*** Provided passage

Efforts must be made to ensure that technologies eliminate digital gender gap.
Empowering underprivileged people remains key to bringing about financial inclusion. They have been out of the mainstream economy due to lack of financial inclusion and access to the banking system in the digital era. As exemplified by Prime Minister Shri Narendra Modi’s comment that his government aims to “put our Nari Shakti at the forefront of India’s development journey,” the Digital Literacy Initiative is expected to enable especially women to have savings accounts, access to credit, insurance and digital payments which are need of the hour. He further added that “these efforts will continue with even greater vigour in the coming times.”
It will further give opportunities for generating income, improving livelihood, accumulating assets, and participating in economic activities, and household decisionmaking that help in promoting social and economic empowerment.
The mission of Digital India, launched in 2015, is to connect and integrate an unbanked population and bring them into the financial net with use of technology at affordable cost. The launch of JAM Trinity services – Jan Dhan, Aadhaar, and Mobile and the Unified Payments Interface (UPI) – helped lay the groundwork for Digital India. The unique identification process of Aadhaar is linked with the Direct Benefit Transfer (DBT) scheme, as a result, there has been a significant improvement in terms of accurate payments. This has been made very easy and people-friendly electronics mode of payments by replacing the dependence on cash-mode payments that has helped in weeding out fake welfare scheme beneficiaries. Today, access to banking and digital transactions is one of the remarkable success stories of India.
However, to realize their full potential, efforts must be made to ensure that these technologies eliminate digital gender gap and build a more inclusive digital world.
As part of his development agenda, Shri Modi has launched a series of national schemes for financial inclusion. His aim is to extend formal credit and savings opportunities to the weak and marginalized as well as to get rid of moneylenders. These schemes include Direct Benefit Transfers (DBT), issuance of RuPay cards, Aadhaar-enabled unified payment interface for universal access to banking facilities, etc. The biggest fillip to the efforts of financial inclusion has come from Pradhan Mantri Jan Dhan Yojana (PMJDY) in 2015. Until 2014, the World Bank estimated that there was 21 percent adult population without a bank account.
As per the Ministry of Finance, as on 28 August 2023, more than 50 crore bank accounts have been opened. As of 2023, among these accounts, about 56 percent belong to women, and 67 percent have been opened in rural and semi-urban areas. The PMJDY accounts have enormously grown from 14.72 crore in March 2015 to 50.09 crore in 2023. Total deposits under PMJDY Accounts stand at Rs. 2,03,505 crores. It is also estimated that 33.98 crore RuPay cards have been issued to PMJDY account-holders. Similarly, the ‘Mudra Yojana’ scheme has reached out to 390 million small and micro women entrepreneurs through institutional credit and about 74 percent of them belong to marginalized sections.

******
*** Given entries

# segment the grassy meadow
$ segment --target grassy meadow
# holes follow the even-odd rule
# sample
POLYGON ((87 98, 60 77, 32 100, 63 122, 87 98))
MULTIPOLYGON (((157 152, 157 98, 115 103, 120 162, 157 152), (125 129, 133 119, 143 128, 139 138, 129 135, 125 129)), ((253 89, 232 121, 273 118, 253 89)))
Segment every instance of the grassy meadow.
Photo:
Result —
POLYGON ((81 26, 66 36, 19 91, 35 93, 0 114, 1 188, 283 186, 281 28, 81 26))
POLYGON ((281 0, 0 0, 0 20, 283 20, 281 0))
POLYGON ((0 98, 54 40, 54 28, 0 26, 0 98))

******

Exercise details:
Update the passage on digital financial inclusion by giving it again from "Empowering underprivileged people" up to and including "and economic empowerment.", with "savings accounts" changed to "deposit accounts".

Expected output:
Empowering underprivileged people remains key to bringing about financial inclusion. They have been out of the mainstream economy due to lack of financial inclusion and access to the banking system in the digital era. As exemplified by Prime Minister Shri Narendra Modi’s comment that his government aims to “put our Nari Shakti at the forefront of India’s development journey,” the Digital Literacy Initiative is expected to enable especially women to have deposit accounts, access to credit, insurance and digital payments which are need of the hour. He further added that “these efforts will continue with even greater vigour in the coming times.”
It will further give opportunities for generating income, improving livelihood, accumulating assets, and participating in economic activities, and household decisionmaking that help in promoting social and economic empowerment.